Na época, a hipótese da vida ter surgido na água e em altas temperaturas já era bastante conhecida (vale lembrar que estudos sobre a origem da vida também são estudados pela astrobiologia), mas como a astrobiologia estava longe de ser uma ciência conhecida, a associação não era tão clara assim. Entretanto, quando paramos para pensar, é difícil que um ambiente análogo astrobiológico não seja também um ambiente extremo. Afinal, até hoje não conhecemos nenhum planeta ou lua com as condições amenas às quais estamos acostumados aqui na Terra. 

Pesquisar os ambientes extremos é fundamental para entendermos as condições nas quais a vida evoluiu na Terra, e como esse mesmo processo poderia ocorrer em outros locais. A fusão entre o estudo de ambientes astrobiológicos e ambientes extremos resultou em um rápido avanço dessa área de pesquisa. Se antes os principais corpos planetários de interesse eram a Lua e o planeta Marte (em suas diferentes eras geológicas), hoje conseguimos pensar em ambientes análogos para Vênus, Europa (satélite de Júpiter), Encélado e Titã (satélites de Saturno), entre outros. 

 

Um Caso Inesperado: Ambientes Análogos para Vênus

Agora que você já compreendeu o que é a astrobiologia, o que são ambientes análogos e ambientes extremos, e que pesquisas são feitas nestes locais, vamos analisar o caso de Vênus, um conhecido planeta de nosso Sistema Solar. 

Com temperaturas de superfície que atingem os 462ºC e uma pressão atmosférica noventa vezes maior que a nossa, ninguém associaria facilmente Vênus à vida. Entretanto, a suposição de que existe fosfina nas nuvens do planeta virou o jogo. A fosfina é uma molécula tóxica e malcheirosa, mas que é encontrada em microrganismos terrestres e pode ser um indício de vida. A presença de fosfina em Vênus é controversa e ainda estamos longe de uma conclusão, mas já é possível especular como a vida poderia existir lá e quais ambientes terrestres poderiam servir como análogos. 

vênus terra
Figura 4. COMPARAÇÃO VÊNUS E TERRA: Note como o planeta Vênus (esquerda) e o planeta Terra (direita) são diferentes. Mesmo assim, os dois locais são capazes de comportar microrganismos acidófilos – na Terra já temos evidências disso, mas quem sabe um dia encontraremos vida em Vênus também? (Créditos: NASA | Imagem editada pelos autores – sem escala, Vênus é um pouco menor que a Terra).

Se a superfície de Vênus parece tão inóspita, onde a vida poderia existir lá? Bem, não na superfície, mas nas nuvens! Apesar destas nuvens serem ricas em ácido sulfúrico, um ácido extremamente perigoso para os seres humanos devido ao seu alto poder de corrosão de peles e outros tecidos, já foram descobertos microrganismos capazes de neutralizar ambientes superácidos e obter seu alimento a partir dali.

• • • •

## OBJETIVO DA TAREFA
Reproduza, letra por letra, o trecho do texto sobre Vênus e ambientes extremos que abre com as palavras contendo "Se a superfície" e fecha com "a partir dali.".

## CONJUNTO DE DADOS

• • • •

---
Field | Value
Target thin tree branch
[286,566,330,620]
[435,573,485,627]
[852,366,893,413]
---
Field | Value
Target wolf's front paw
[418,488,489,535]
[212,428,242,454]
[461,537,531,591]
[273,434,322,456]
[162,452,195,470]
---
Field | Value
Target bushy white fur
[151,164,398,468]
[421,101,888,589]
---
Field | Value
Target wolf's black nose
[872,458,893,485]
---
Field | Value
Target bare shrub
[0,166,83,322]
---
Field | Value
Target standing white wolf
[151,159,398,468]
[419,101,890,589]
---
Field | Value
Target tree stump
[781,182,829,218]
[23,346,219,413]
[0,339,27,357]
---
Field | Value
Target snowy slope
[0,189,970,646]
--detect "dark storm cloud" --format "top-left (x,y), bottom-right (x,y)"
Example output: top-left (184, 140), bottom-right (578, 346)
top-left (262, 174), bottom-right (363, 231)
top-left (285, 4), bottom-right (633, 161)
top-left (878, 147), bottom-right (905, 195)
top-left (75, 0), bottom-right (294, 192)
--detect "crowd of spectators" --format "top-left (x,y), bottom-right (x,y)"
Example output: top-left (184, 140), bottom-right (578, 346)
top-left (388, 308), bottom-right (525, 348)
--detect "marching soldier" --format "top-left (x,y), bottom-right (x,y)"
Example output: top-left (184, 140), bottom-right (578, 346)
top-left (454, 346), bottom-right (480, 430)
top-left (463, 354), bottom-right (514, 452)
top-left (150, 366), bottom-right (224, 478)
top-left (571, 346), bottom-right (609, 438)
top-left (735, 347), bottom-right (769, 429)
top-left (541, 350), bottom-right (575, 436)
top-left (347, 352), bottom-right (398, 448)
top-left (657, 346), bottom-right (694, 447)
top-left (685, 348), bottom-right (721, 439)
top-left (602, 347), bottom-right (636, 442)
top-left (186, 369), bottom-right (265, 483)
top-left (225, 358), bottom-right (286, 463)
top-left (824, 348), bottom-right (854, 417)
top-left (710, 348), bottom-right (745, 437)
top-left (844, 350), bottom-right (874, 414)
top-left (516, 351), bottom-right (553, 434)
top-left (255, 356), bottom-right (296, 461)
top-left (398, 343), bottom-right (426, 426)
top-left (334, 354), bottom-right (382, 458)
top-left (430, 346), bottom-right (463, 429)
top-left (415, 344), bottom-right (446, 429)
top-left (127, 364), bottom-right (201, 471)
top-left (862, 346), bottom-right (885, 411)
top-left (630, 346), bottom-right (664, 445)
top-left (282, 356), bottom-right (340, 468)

• • • •

## SOLUÇÃO A SEGUIR
Se a superfície de Vênus parece tão inóspita, onde a vida poderia existir lá? Bem, não na superfície, mas nas nuvens! Apesar destas nuvens serem ricas em ácido sulfúrico, um ácido extremamente perigoso para os seres humanos devido ao seu alto poder de corrosão de peles e outros tecidos, já foram descobertos microrganismos capazes de neutralizar ambientes superácidos e obter seu alimento a partir dali.